すべてのエントリを、「テキスト」と「回答」の2列からなるCSVで表してください。エントリ1件につき1行とし、テキストと回答はそれぞれ二重引用符で囲んだ1フィールドに収め、改行は空白に置き換えること。

物体の位置指示に関するデータセット抜粋
+ + + + + + +
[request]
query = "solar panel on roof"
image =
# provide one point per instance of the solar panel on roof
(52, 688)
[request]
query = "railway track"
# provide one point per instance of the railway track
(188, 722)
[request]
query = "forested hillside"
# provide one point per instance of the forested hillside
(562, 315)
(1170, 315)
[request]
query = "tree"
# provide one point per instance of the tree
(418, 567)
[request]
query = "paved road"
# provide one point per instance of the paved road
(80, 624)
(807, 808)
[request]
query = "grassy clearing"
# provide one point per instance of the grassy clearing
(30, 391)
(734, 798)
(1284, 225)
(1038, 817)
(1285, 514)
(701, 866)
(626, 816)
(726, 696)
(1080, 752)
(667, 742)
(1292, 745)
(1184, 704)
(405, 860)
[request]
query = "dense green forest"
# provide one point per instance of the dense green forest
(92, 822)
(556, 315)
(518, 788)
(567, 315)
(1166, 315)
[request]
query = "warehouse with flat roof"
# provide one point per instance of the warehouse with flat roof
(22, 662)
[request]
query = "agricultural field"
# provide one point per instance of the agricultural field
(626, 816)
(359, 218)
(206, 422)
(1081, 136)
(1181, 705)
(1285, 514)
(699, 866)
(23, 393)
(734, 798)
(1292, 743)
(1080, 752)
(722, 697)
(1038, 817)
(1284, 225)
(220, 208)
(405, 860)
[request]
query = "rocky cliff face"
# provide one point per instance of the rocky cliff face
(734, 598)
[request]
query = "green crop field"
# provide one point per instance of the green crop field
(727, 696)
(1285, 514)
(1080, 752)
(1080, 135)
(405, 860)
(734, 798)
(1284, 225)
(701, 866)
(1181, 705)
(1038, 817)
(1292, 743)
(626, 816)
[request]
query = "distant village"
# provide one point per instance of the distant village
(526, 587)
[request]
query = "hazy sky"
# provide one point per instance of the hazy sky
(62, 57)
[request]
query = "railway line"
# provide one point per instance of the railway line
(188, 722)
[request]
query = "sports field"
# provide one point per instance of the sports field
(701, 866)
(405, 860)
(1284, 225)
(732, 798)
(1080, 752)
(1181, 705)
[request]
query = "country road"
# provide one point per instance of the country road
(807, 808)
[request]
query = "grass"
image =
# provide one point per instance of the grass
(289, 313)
+ + + + + + +
- _問題の解答_
テキスト,回答
"[request] query = ""solar panel on roof"" image = # provide one point per instance of the solar panel on roof","(52, 688)"
"[request] query = ""railway track"" # provide one point per instance of the railway track","(188, 722)"
"[request] query = ""forested hillside"" # provide one point per instance of the forested hillside","(562, 315) (1170, 315)"
"[request] query = ""tree"" # provide one point per instance of the tree","(418, 567)"
"[request] query = ""paved road"" # provide one point per instance of the paved road","(80, 624) (807, 808)"
"[request] query = ""grassy clearing"" # provide one point per instance of the grassy clearing","(30, 391) (734, 798) (1284, 225) (1038, 817) (1285, 514) (701, 866) (626, 816) (726, 696) (1080, 752) (667, 742) (1292, 745) (1184, 704) (405, 860)"
"[request] query = ""dense green forest"" # provide one point per instance of the dense green forest","(92, 822) (556, 315) (518, 788) (567, 315) (1166, 315)"
"[request] query = ""warehouse with flat roof"" # provide one point per instance of the warehouse with flat roof","(22, 662)"
"[request] query = ""agricultural field"" # provide one point per instance of the agricultural field","(626, 816) (359, 218) (206, 422) (1081, 136) (1181, 705) (1285, 514) (699, 866) (23, 393) (734, 798) (1292, 743) (1080, 752) (722, 697) (1038, 817) (1284, 225) (220, 208) (405, 860)"
"[request] query = ""rocky cliff face"" # provide one point per instance of the rocky cliff face","(734, 598)"
"[request] query = ""green crop field"" # provide one point per instance of the green crop field","(727, 696) (1285, 514) (1080, 752) (1080, 135) (405, 860) (734, 798) (1284, 225) (701, 866) (1181, 705) (1038, 817) (1292, 743) (626, 816)"
"[request] query = ""distant village"" # provide one point per instance of the distant village","(526, 587)"
"[request] query = ""hazy sky"" # provide one point per instance of the hazy sky","(62, 57)"
"[request] query = ""railway line"" # provide one point per instance of the railway line","(188, 722)"
"[request] query = ""sports field"" # provide one point per instance of the sports field","(701, 866) (405, 860) (1284, 225) (732, 798) (1080, 752) (1181, 705)"
"[request] query = ""country road"" # provide one point per instance of the country road","(807, 808)"
"[request] query = ""grass"" image = # provide one point per instance of the grass","(289, 313)"